▶ [Excerpted passage]:
*****
WETA Workshop is a physical effects company based in Miramar, New Zealand, known for producing effects for television and film. It was to have been responsible for producing physical effects for the theatrical Halo film, and provided the physical props used in the Landfall shorts directed by Neill Blomkamp.

About Weta Workshop[edit]

The Warthog made for the Halo film.
The fully functional, full-scale Warthog built by Weta Workshop.

Weta Workshop is situated in Wellington, New Zealand and is a comprehensive film and television effects facility that houses a large and varied skill base of creative technicians. Best known for their work on major film productions such as the Lord of the Rings film trilogy and Avatar, Weta Workshop is a four time Academy Award-winning company that offers services to all aspects of the creative industry including design, special make-up effects and prosthetics, creatures, armour, weapons, miniatures, prop building, large scale sculpture, display work and costuming.

Weta Workshop is co-owned by friends and colleagues Richard Taylor, Tania Rodger, Peter Jackson and Jamie Selkirk. They have gathered around them a like-minded team with a level of experience, enthusiasm and flexibility that enables Weta Workshop to tackle almost any creative challenge. Weta Workshop is closely associated with Weta Digital (three time Academy Award-winning company) and their complimentary relationship is reflected in their integrated approach towards solving specific film making issues and challenges. Weta Workshop also has a successful merchandising business, a chain mail making business and is currently producing its own television series.[1]

Weta Workshop is a 65,000 square foot facility in the suburb of Miramar, five minutes drive from the city's airport and 15 minutes from central Wellington. Weta Workshop is only a few minutes from Wellington's largest studio complex and affiliate business Stone Street Studios, and other associated film production services, including Weta Digital and Park Road Post, are also located nearby.

Weta Workshop is well known for their use of "Bigatures," models of places so large that using the term "miniature" is an oxymoron. Such places include the Helms Deep set and the Minas Tirith set (constructed for the Lord of the Rings films, both built in the same exact place. It may have been that bigatures would have been created of areas on Halo for the film.

Halo[edit]

Bungie employees "hunting cougars" outside the studio building with WETA-made replica weapons.
*****
[Image point annotation records]
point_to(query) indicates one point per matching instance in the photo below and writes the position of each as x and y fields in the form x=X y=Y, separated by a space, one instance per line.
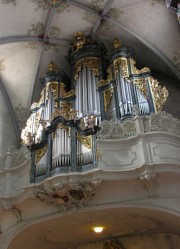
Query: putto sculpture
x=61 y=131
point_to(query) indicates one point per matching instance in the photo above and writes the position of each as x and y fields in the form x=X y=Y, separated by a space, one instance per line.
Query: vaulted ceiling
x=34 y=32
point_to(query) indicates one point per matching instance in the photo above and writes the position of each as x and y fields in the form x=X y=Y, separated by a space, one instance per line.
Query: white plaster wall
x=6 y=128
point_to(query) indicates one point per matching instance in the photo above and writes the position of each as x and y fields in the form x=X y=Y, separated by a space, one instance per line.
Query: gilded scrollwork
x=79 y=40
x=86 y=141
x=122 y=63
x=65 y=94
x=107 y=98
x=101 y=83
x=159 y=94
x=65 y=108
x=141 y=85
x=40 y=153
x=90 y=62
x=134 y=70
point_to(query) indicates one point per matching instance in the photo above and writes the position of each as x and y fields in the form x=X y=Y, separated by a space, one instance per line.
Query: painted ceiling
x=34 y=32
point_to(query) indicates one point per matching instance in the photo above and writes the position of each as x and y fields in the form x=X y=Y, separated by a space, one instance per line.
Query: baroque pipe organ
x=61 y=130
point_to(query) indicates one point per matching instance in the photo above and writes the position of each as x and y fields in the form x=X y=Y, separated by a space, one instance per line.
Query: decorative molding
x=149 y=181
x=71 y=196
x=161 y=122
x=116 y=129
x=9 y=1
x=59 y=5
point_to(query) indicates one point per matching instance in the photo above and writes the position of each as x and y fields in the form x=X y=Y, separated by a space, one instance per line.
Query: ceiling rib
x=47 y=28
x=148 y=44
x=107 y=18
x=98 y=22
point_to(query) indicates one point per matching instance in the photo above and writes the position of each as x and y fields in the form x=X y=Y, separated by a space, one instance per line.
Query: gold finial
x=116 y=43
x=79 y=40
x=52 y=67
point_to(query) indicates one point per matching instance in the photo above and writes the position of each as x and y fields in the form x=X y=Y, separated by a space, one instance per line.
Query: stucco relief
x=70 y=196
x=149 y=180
*****
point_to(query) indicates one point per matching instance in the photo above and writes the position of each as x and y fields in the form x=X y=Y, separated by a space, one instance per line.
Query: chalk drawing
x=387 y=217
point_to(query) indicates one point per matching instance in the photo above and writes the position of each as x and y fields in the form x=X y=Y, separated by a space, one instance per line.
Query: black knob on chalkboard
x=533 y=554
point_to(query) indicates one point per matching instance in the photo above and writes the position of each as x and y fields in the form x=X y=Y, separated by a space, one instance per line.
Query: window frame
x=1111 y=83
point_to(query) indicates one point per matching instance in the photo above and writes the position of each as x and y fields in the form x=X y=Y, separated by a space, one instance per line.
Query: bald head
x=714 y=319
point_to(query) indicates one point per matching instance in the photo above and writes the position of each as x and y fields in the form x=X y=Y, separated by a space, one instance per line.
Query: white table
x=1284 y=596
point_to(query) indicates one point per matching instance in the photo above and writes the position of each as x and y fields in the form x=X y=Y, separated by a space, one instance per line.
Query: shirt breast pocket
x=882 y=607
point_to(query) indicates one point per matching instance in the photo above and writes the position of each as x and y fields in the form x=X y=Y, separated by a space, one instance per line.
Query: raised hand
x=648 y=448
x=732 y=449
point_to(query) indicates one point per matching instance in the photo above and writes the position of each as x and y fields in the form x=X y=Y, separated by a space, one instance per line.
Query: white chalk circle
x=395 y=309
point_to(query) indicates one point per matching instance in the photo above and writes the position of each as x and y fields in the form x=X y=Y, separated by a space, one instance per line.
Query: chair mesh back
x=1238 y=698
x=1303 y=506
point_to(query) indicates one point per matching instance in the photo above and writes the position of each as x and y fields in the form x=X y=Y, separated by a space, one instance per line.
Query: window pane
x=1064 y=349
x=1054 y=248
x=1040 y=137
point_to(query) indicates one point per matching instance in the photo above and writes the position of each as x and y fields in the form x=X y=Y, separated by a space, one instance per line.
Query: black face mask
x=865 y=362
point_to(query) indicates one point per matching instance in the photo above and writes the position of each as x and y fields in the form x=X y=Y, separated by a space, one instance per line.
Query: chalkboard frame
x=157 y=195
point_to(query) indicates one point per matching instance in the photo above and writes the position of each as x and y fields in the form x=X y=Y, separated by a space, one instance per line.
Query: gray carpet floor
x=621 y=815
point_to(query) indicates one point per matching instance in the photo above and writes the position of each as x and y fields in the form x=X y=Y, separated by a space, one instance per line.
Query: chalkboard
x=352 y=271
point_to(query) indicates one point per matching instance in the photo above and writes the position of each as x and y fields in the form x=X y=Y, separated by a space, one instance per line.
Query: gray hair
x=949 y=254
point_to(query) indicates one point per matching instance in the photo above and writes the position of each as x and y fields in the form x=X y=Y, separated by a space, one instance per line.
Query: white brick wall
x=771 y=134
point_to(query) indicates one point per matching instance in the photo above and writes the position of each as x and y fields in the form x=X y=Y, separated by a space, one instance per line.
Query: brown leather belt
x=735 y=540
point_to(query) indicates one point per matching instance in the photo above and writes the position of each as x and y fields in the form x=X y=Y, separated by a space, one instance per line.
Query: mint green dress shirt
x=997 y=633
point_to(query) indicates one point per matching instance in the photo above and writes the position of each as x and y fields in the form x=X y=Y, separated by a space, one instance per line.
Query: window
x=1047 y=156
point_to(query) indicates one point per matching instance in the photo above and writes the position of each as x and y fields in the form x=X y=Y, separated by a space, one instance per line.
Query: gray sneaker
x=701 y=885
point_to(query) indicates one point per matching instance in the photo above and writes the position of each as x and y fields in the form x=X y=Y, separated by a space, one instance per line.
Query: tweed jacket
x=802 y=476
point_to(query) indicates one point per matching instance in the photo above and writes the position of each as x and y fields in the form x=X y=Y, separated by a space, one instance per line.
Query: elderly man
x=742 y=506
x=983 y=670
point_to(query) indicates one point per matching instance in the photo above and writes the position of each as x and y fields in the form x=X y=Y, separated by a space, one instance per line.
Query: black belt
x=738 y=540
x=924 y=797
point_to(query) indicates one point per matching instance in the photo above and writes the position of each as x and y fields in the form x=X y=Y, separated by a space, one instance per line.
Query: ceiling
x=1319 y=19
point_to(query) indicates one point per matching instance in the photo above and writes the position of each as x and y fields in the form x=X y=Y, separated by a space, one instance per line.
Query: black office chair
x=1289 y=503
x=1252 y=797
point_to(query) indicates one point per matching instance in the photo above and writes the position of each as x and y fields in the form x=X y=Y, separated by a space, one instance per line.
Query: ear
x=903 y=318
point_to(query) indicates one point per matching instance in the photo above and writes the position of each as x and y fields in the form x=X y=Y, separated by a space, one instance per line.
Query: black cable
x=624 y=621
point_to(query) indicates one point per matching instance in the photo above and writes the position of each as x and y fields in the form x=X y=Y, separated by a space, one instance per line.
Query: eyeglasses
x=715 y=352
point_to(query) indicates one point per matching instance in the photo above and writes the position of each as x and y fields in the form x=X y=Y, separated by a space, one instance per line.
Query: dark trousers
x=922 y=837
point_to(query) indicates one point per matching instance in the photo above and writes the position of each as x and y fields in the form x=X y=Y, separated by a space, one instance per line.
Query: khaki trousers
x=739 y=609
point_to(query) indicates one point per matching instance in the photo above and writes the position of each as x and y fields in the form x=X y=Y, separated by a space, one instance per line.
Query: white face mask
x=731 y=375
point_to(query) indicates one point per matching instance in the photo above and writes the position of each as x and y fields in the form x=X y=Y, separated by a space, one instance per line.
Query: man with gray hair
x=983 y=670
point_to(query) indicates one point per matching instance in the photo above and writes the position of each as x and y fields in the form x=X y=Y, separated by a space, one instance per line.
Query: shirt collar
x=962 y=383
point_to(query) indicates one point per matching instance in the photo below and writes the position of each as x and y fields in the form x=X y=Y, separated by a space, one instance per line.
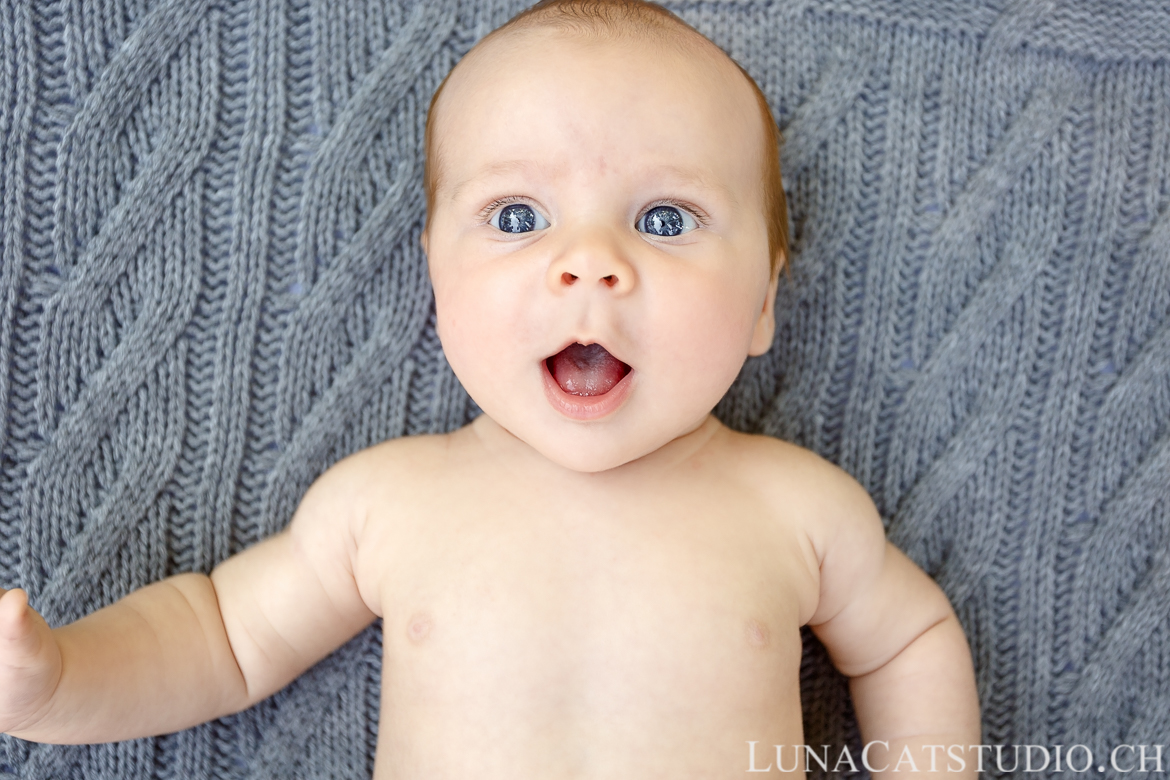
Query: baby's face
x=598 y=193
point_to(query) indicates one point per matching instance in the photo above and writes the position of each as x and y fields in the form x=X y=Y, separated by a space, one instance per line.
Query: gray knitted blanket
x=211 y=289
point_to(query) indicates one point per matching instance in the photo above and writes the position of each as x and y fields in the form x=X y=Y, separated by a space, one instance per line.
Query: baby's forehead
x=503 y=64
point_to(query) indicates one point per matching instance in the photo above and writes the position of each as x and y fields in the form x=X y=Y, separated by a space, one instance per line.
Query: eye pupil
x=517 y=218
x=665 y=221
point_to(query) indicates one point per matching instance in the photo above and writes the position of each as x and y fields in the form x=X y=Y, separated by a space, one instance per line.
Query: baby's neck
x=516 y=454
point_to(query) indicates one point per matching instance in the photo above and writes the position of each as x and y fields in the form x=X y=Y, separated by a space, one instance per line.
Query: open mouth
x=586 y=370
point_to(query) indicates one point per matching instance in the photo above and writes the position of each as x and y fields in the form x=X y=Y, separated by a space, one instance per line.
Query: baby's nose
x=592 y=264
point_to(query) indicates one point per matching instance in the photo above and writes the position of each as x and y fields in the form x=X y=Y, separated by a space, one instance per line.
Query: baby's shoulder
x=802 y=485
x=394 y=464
*****
▶ [Set task A]:
Extract every line of the records that contains the string "ceiling".
▶ [Set task B]:
Resume the Weta Workshop article from where it stops.

▶ [Output A]:
Query: vaulted ceiling
Query: painted ceiling
Query: ceiling rib
Query: ceiling

▶ [Output B]:
WETA Workshop produced weapon and equipment props for the Halo: Landfall short films, including replicas of the Battle Rifle and Gravity Hammer. A few of these replicas were auctioned off on eBay in July, 2011.[2][3] In early September 2009, a Bungie employee was carrying the replica Sniper Rifle in public. Mistaking it for an AK-47, a well-meaning bystander called the Kirkland police, leading to a temporary lockdown of Bungie Studios. This incident led to the Bungie.net homepage joke "we promise to keep our sniper rifles off the street."[4]

Weta Workshop also designed several Halo: Reach Mongoose ATVs for the Mountain Dew Honor The Code promotion.

Warthog[edit]

Weta Workshop's perhaps most major Halo-related product is an operational Warthog replica created for Halo: Landfall. Described as a "fully-functioning, four-wheel steering, powerful, off-road vehicle with a machine gun on the back", it is complete with raised suspension and is able to support an armored "marine" manning the chain gun, though it is difficult to stay in due to the lack of support. It is superficially near-identical to the actual Warthog, although the vehicle's suspension architecture is more conventional than that of its fictional counterpart due to obvious real-world engineering constraints involved with replicating the pre-2554 model's futuristic suspension. In their January 2009 issue, Official Xbox Magazine covered a story on editorial contributor Alistair Wallis, whom they sent to WETA Workshop to drive the Warthog. Alistair commented that "the windshield is game-accurate... with poor visibility."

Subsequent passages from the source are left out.